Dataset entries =
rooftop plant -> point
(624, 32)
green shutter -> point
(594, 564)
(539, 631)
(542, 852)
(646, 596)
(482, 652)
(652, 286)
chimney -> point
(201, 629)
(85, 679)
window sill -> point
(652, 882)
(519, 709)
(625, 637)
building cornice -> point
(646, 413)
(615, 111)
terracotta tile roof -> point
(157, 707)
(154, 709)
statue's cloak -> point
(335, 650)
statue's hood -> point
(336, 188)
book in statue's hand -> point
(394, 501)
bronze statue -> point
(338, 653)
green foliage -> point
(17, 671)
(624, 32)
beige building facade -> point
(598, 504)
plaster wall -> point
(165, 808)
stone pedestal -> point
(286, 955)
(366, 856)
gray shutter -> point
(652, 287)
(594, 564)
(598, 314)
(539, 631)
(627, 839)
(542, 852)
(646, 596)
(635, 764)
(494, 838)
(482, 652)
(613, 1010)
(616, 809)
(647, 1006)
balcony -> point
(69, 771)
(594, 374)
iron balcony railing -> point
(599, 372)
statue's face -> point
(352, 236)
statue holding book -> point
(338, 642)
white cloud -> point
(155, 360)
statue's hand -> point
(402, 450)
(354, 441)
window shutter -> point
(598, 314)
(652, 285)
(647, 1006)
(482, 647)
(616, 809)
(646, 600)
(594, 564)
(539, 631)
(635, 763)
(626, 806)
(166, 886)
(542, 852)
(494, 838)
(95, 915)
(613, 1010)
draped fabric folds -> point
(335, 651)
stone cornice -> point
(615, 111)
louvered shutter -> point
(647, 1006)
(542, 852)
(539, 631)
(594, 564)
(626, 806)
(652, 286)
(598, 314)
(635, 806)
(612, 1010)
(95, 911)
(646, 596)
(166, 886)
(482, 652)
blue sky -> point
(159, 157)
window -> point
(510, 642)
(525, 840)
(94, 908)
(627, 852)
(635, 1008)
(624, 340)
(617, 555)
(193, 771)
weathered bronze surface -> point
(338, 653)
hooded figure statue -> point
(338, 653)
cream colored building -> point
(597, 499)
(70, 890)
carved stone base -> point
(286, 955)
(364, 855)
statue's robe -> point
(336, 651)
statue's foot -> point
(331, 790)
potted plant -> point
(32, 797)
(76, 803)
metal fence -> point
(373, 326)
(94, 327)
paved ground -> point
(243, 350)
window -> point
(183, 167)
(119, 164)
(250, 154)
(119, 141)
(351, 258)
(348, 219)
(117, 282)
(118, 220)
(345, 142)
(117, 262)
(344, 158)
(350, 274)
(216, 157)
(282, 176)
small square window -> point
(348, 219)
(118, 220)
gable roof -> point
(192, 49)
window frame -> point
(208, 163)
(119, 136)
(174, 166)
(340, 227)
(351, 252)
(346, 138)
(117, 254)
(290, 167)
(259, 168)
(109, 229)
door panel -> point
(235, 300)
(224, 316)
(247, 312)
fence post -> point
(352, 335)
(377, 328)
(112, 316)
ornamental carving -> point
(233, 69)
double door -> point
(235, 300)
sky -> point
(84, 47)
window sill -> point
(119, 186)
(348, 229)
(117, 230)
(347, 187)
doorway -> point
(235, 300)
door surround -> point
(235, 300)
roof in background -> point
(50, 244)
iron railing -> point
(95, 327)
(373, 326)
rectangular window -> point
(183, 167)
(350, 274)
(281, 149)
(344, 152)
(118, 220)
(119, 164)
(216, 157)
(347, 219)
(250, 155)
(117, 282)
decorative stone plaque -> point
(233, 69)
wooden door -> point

Activity = Exactly reproduce all of the entries above.

Solution =
rooftop plant -> point
(624, 32)
green shutter -> point
(594, 564)
(539, 631)
(542, 852)
(646, 596)
(482, 652)
(652, 286)
chimney -> point
(201, 629)
(85, 679)
window sill -> point
(652, 882)
(519, 709)
(625, 637)
building cornice -> point
(646, 413)
(615, 111)
terracotta tile roof -> point
(157, 707)
(154, 709)
statue's cloak -> point
(335, 650)
statue's hood -> point
(336, 188)
book in statue's hand -> point
(394, 501)
bronze statue -> point
(338, 653)
green foliage -> point
(17, 671)
(624, 32)
beige building facade -> point
(598, 504)
plaster wall -> point
(165, 808)
stone pedestal -> point
(286, 955)
(366, 856)
gray shutter -> point
(652, 287)
(594, 564)
(598, 314)
(539, 631)
(627, 839)
(542, 852)
(646, 596)
(635, 764)
(494, 838)
(482, 652)
(613, 1010)
(616, 809)
(647, 1006)
balcony -> point
(69, 771)
(594, 374)
iron balcony railing -> point
(599, 372)
statue's face -> point
(352, 236)
statue holding book -> point
(338, 642)
white cloud -> point
(155, 360)
statue's hand -> point
(402, 450)
(354, 441)
window shutter -> point
(598, 314)
(652, 285)
(647, 1006)
(482, 647)
(616, 809)
(646, 600)
(594, 564)
(539, 631)
(635, 763)
(626, 806)
(166, 886)
(542, 852)
(494, 838)
(95, 915)
(613, 1010)
draped fabric folds -> point
(335, 651)
stone cornice -> point
(615, 111)
louvered shutter -> point
(647, 1006)
(542, 852)
(539, 631)
(594, 564)
(626, 806)
(652, 286)
(598, 314)
(635, 806)
(612, 1010)
(95, 911)
(646, 596)
(166, 886)
(482, 652)
blue sky -> point
(159, 157)
window -> point
(510, 642)
(525, 840)
(94, 908)
(627, 852)
(635, 1008)
(624, 340)
(617, 555)
(193, 771)
weathered bronze surface -> point
(338, 653)
hooded figure statue -> point
(338, 653)
cream colored building -> point
(597, 499)
(70, 890)
carved stone base -> point
(286, 955)
(364, 855)
statue's robe -> point
(336, 651)
statue's foot -> point
(331, 790)
potted plant -> point
(32, 797)
(76, 803)
metal fence -> point
(373, 326)
(94, 327)
paved ground -> point
(243, 350)
window -> point
(183, 167)
(119, 164)
(250, 154)
(119, 141)
(351, 258)
(348, 219)
(117, 282)
(118, 220)
(345, 142)
(117, 262)
(344, 158)
(350, 274)
(216, 157)
(282, 176)
small square window -> point
(348, 219)
(118, 220)
gable roof -> point
(192, 49)
window frame -> point
(208, 163)
(119, 136)
(174, 166)
(340, 227)
(351, 252)
(346, 138)
(117, 254)
(290, 167)
(259, 168)
(109, 229)
door panel -> point
(235, 300)
(224, 316)
(247, 312)
fence post -> point
(352, 335)
(377, 328)
(112, 316)
ornamental carving -> point
(233, 69)
double door -> point
(235, 300)
sky -> point
(84, 47)
window sill -> point
(119, 186)
(348, 229)
(117, 230)
(347, 187)
doorway -> point
(235, 300)
door surround -> point
(235, 300)
roof in background -> point
(50, 244)
iron railing -> point
(95, 327)
(373, 326)
rectangular window -> point
(183, 167)
(350, 274)
(281, 149)
(344, 152)
(118, 220)
(119, 164)
(216, 157)
(347, 219)
(250, 155)
(117, 282)
decorative stone plaque -> point
(233, 69)
wooden door -> point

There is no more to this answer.